> [What is asked]: Rewrite the data below as a numbered list, from the line containing "Tag forested hillside in the picture above." through the line containing "610 151 810 369", with both of those lines included. Skip any blank lines.

> [Listed entries]:
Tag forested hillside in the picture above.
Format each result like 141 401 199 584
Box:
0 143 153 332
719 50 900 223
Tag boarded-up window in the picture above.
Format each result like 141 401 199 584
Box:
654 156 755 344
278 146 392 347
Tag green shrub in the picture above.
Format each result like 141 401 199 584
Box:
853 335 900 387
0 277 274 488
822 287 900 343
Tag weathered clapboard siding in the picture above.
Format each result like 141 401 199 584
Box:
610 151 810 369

---

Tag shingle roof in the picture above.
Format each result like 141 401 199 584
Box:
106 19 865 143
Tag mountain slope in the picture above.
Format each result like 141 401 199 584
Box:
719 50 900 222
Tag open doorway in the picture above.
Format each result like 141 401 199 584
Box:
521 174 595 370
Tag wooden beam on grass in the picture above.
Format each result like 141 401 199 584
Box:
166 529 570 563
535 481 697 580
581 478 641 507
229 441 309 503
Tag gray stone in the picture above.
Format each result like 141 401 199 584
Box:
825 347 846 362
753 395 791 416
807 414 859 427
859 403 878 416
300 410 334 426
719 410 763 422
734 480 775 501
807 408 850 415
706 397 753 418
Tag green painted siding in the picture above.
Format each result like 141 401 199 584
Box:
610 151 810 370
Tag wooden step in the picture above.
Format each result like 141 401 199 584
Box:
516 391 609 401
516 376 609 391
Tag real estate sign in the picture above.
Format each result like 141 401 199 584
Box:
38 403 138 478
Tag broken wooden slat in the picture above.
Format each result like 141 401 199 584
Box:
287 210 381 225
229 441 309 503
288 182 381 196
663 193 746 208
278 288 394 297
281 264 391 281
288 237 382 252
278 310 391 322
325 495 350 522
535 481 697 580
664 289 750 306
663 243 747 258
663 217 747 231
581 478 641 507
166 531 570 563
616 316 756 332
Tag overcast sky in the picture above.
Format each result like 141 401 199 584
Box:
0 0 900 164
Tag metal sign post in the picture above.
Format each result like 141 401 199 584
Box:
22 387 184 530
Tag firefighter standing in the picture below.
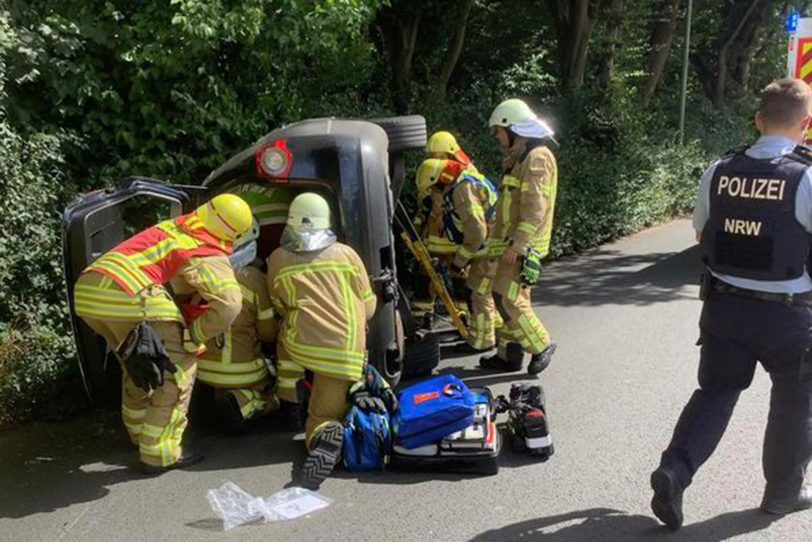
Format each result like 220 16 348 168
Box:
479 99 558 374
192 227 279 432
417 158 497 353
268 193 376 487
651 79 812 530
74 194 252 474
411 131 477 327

==

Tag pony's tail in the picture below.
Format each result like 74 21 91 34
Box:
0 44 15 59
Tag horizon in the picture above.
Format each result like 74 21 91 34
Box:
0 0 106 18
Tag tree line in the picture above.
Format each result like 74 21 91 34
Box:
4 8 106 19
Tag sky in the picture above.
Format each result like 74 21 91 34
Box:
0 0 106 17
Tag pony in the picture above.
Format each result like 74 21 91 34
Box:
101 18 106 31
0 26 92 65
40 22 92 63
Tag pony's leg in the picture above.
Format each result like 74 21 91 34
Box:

> [Answer to the task]:
1. Tag forested hillside in the picture above.
2. Format each result like 141 401 199 584
3. Box:
4. 0 143 153 332
5. 719 50 900 223
6. Tag boarded-up window in the picture above.
7. Format each result like 141 401 199 584
8. Box:
9. 654 156 755 344
10. 278 146 392 347
11. Tag green shrub in the picture above.
12. Format each result like 141 401 199 584
13. Box:
14. 853 335 900 387
15. 0 277 274 488
16. 822 287 900 343
17. Tag weathered clapboard siding in the picture above.
18. Format each result like 141 401 199 584
19. Box:
20. 610 151 810 369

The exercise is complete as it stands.